• _ASSIGNMENT_
Copy every record below exactly as it stands.

• _DATA EXTRACT_
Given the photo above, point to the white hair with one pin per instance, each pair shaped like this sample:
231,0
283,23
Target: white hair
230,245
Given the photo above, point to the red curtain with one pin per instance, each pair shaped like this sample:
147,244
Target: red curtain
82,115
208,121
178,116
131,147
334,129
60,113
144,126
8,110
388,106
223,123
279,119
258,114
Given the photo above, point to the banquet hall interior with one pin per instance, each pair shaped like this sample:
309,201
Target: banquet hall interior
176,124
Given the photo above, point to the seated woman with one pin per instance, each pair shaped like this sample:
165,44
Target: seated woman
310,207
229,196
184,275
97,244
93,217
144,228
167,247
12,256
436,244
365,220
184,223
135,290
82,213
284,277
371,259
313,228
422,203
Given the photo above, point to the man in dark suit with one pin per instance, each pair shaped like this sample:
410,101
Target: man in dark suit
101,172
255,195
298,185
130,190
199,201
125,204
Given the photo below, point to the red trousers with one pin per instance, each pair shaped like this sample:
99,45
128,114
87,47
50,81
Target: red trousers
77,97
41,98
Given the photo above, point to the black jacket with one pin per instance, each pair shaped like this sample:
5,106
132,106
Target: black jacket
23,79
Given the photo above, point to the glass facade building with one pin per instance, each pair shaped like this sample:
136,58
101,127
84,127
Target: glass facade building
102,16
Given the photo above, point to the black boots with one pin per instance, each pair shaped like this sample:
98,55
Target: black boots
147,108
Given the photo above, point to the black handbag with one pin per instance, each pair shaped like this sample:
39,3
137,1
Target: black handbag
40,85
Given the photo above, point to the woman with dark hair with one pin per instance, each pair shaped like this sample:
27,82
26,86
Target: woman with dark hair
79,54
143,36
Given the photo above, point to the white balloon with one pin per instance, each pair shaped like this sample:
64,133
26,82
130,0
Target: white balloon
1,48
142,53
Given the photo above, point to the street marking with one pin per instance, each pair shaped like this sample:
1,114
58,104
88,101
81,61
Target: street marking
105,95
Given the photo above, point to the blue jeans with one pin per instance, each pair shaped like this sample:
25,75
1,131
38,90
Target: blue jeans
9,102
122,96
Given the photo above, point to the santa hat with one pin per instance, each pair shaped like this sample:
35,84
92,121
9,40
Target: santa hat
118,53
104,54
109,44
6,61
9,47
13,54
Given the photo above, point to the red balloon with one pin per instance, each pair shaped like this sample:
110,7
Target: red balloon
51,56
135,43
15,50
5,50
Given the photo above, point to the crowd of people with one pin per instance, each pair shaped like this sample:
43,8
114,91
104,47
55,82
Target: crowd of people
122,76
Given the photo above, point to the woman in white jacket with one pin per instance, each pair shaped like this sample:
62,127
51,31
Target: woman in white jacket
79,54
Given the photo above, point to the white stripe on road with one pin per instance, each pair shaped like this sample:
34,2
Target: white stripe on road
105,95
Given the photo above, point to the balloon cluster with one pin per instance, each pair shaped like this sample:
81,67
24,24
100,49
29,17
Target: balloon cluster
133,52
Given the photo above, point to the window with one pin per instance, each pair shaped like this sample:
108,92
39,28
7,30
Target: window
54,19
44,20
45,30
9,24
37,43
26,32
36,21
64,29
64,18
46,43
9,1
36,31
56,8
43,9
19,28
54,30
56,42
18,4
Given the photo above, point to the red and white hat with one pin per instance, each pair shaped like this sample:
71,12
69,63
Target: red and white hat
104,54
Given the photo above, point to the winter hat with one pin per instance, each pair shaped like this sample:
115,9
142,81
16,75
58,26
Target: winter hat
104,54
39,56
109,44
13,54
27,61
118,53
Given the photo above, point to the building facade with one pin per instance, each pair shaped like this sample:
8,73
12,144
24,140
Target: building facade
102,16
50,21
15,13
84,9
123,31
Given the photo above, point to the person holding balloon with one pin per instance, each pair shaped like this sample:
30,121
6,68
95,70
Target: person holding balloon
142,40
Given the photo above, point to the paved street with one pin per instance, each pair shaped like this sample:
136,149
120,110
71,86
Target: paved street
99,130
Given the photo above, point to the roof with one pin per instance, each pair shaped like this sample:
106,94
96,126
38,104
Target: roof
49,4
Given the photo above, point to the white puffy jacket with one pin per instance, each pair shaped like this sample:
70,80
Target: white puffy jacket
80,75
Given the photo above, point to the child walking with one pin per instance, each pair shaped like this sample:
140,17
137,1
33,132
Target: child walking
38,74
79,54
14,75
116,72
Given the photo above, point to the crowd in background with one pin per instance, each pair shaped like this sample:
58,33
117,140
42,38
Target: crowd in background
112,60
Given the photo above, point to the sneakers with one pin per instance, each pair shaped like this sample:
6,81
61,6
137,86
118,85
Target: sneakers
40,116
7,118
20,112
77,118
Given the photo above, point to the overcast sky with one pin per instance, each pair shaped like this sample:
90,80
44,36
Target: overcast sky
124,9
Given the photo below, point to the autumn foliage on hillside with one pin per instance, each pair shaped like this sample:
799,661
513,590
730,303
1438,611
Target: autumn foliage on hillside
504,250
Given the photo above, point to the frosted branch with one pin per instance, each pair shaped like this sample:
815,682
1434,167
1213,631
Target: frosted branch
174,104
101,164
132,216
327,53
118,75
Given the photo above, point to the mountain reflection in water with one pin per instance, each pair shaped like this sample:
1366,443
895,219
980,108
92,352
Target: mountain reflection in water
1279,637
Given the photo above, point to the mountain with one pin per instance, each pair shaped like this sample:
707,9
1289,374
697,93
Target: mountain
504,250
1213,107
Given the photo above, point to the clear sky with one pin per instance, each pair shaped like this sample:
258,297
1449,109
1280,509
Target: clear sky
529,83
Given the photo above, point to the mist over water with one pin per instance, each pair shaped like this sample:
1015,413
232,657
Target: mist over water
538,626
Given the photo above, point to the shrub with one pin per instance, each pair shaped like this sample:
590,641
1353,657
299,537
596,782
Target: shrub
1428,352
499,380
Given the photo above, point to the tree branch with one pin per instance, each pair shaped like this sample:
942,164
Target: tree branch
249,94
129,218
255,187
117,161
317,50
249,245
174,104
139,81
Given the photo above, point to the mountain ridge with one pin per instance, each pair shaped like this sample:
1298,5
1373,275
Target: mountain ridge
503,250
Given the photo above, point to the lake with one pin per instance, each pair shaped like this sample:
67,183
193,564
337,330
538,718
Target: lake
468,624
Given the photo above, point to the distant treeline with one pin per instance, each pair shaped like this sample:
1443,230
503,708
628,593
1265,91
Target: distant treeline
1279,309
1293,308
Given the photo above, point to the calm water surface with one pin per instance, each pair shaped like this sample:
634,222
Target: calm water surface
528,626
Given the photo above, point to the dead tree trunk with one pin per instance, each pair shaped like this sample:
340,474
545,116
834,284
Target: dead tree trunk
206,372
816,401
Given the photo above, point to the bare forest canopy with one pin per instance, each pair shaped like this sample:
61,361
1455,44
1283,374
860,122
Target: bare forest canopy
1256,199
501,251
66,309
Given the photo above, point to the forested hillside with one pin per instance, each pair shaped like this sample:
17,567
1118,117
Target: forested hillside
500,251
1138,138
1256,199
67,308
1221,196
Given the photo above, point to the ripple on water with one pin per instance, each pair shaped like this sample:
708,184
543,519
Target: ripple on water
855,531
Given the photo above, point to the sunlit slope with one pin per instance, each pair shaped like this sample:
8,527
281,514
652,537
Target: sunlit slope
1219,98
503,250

• _FINISHED EXERCISE_
Given the photo above, point to the white hair with one pin per instance, each pair shaped like this sample:
231,0
283,23
Target: white hair
230,245
Given the photo above, point to the red curtain with one pin per instance, each pair shaped like this sample:
147,244
Target: red curtain
82,115
208,121
178,116
131,147
334,129
60,113
144,126
8,110
388,106
223,123
279,119
258,114
Given the photo above, point to the banquet hall interior with one pin per instance, each pair shaped like this sample:
309,201
Target: banquet hall interior
176,124
Given the photo above, point to the seated woman with one pin per instance, each pair shaped like this sample:
165,44
Target: seated woman
310,207
229,196
184,275
97,244
93,217
144,228
167,247
12,256
436,244
365,220
184,223
135,290
82,213
284,277
371,259
313,228
422,203
Given the photo above, point to the man in dark suit with one pin per instance, each pair shaped like this sample:
410,101
Target: man in dark suit
101,172
255,195
298,185
130,190
199,201
125,204
Given the photo below, point to the red trousers with one pin per instance, each pair shaped like this sample:
99,45
128,114
87,47
50,81
Target: red trousers
77,97
41,98
Given the photo above, point to the black jacket with one pin per instance, each pair shaped like this sample:
5,106
132,106
Target: black jacket
23,79
Given the photo above, point to the glass facade building with one pin per instance, each pair shaped like this sample:
136,58
101,127
84,127
Target: glass facade building
102,16
Given the photo above, point to the black boots with one pin per instance, each pair shaped like this sample:
98,55
Target: black boots
147,108
Given the photo above, point to the black handbag with one pin per instance, each pair shaped like this sample:
39,3
137,1
Target: black handbag
40,85
Given the photo above, point to the woman with dark hair with one pin per instance, each pair shaped like this sample:
27,82
26,86
Target: woman with dark hair
79,54
143,36
Given the photo above, point to the white balloon with one pin per instance, each pair shaped like this sample:
64,133
26,82
130,0
Target: white balloon
1,48
142,53
Given the photo above, point to the street marking with one pin per instance, each pair shaped like this sample:
1,114
58,104
88,101
81,61
Target: street marking
105,95
Given the photo above, point to the blue jeans with one pin per instance, each pair shaped like this sample:
25,75
1,131
38,90
Target: blue jeans
9,102
122,96
Given the photo above, point to the santa hat with one pin per instance, each pair shaped like this sample:
35,84
92,121
9,40
Target: santa hat
118,53
104,54
109,44
6,61
9,47
13,54
Given the photo above, point to the red balloon with one pin per instance, each pair shaped like this sample:
110,7
Target: red balloon
51,56
135,43
15,50
5,50
Given the photo above, point to the crowd of people with one pin per instance, each pair shaped like this sample:
43,8
114,91
104,47
55,82
Target: crowd of people
122,76
Given the photo above, point to the woman in white jacket with one pin per instance, each pair shaped like this sample:
62,127
51,31
Target: woman in white jacket
79,54
Given the photo above, point to the white stripe on road with one pin per instance, each pair shaped like this sample:
34,2
Target: white stripe on road
105,95
Given the photo above, point to the balloon cluster with one pin per instance, each pair shaped like this sample:
81,67
24,24
100,49
29,17
Target: balloon cluster
133,52
Given the photo above, point to the window with one pin per instance, each pair shaped like this sample:
108,92
39,28
7,30
Target: window
54,19
44,20
45,30
9,24
37,43
26,32
36,21
64,29
64,18
46,43
9,1
36,31
56,8
43,9
19,28
54,30
56,42
18,4
Given the photo above, point to the red and white hat with one pin per instance, each pair shaped like this sample:
71,12
69,63
Target: red and white hat
104,54
Given the photo above, point to the winter hat with one pin per instance, each pair shaped like this sample:
115,9
142,81
16,75
58,26
Target: winter hat
104,54
39,56
109,44
13,54
27,61
118,53
Given the photo above, point to the building facade with one pin per instance, each pair shaped like this sample:
8,73
12,144
24,140
Target: building facade
102,16
50,21
15,13
84,9
123,31
Given the photo above, point to the person holding balloon with one pin per instance, each pair shaped like this sample:
30,121
6,68
95,70
Target: person holding balloon
142,40
Given the photo above, point to the paved street with one pin per instance, each pair shaped like this sample:
136,149
120,110
71,86
Target: paved street
99,130
Given the photo above, point to the roof with one pin per instance, each pair shaped like this sample:
106,94
96,126
38,104
Target: roof
49,4
Given the photo above, point to the white puffy jacket with one pin per instance, each pair shaped like this sample:
70,80
Target: white puffy jacket
80,75
Given the photo above, point to the child walking with one pin per instance, each pair shaped like this sample:
140,17
137,1
33,132
Target: child walking
38,74
79,54
14,75
116,72
Given the photo above, point to the crowd in background with one pin per instance, each pair shaped like this sample:
58,33
117,140
42,38
Target: crowd in background
112,60
Given the photo above, point to the sneakers with one pin per instance, each pair shaped like this sample:
6,81
61,6
137,86
118,85
Target: sneakers
40,116
7,118
20,112
77,118
Given the photo above, point to the overcast sky with one pin per instance, each pair shaped like this sample:
90,80
44,36
Target: overcast sky
124,9
Given the photo below, point to the autumn foliage on hillside with one pin per instance, each pair shaped like this sample:
799,661
513,590
730,303
1438,611
Target: autumn foliage on hillside
504,250
Given the photo above, point to the frosted branch with one pin per instance, each pair shaped like this sample:
815,682
1434,167
1213,631
Target: frosted branch
174,104
101,164
132,216
327,53
118,75
Given the photo above, point to the mountain reflection in water with one pin per instance, each pair shaped like this sample:
1366,443
895,219
980,108
92,352
Target: mountain reflection in water
1279,637
Given the photo above, point to the mountain with one pin per instance, each pair shaped like this sample:
707,9
1289,374
697,93
Target: mountain
504,250
1213,107
Given the photo above, point to the clear sky with one pin per instance, each pair shaped like this sample:
258,297
1449,109
1280,509
Target: clear sky
529,83
Given the photo above, point to the mist over water with one pin per instance, each pair shaped like this sample:
1015,413
232,657
Target: mist over water
538,626
Given the photo above, point to the shrub with one pin per instance, each pair shaped like this sample:
590,641
1353,657
299,537
596,782
Target: shrub
1428,352
499,380
Given the photo above, point to the tree branch with one pin per instance, each pair shaped like this sample:
942,164
Target: tree branch
249,94
129,218
255,187
117,161
317,50
249,245
174,104
139,81
Given the photo above, point to the mountain ridge with one pin per instance, each pair shaped like this sample:
1298,5
1373,275
Target: mountain ridge
503,250
Given the photo above, point to the lake with one pin per instance, each pair shaped like this sample:
67,183
193,564
337,330
538,718
Target: lake
468,624
Given the photo above, point to the distant treeline with one pin per instance, each pair shaped like this sample:
1443,230
503,708
628,593
1265,91
Target: distant treeline
1279,309
1293,308
Given the photo above, point to the calm water surface with one pin per instance, each pair shaped like this sample:
634,222
Target: calm water surface
528,626
Given the photo above, point to the dead tree trunk with one pin per instance, each pair shaped like this sample:
340,474
545,116
834,284
Target: dead tree trunk
206,372
816,401
Given the photo above, point to the bare forest canopy with one pin per instance, each pair shaped like this sample:
61,361
1455,44
1283,374
860,122
Target: bare forest canopy
1256,199
501,251
66,309
Given the photo above, point to the forested hillside with one pin per instance, each pair shaped like this sample:
17,567
1118,117
Target: forested hillside
500,251
1138,138
1256,199
67,308
1221,196
Given the photo above, point to the ripple on water with one pin per instance, each pair shaped like this sample:
708,184
543,519
Target: ripple on water
855,531
Given the photo above, point to the sunlit slope with one pin per instance, each pair shaped like this sample:
8,527
281,514
652,537
Target: sunlit slope
1219,98
503,250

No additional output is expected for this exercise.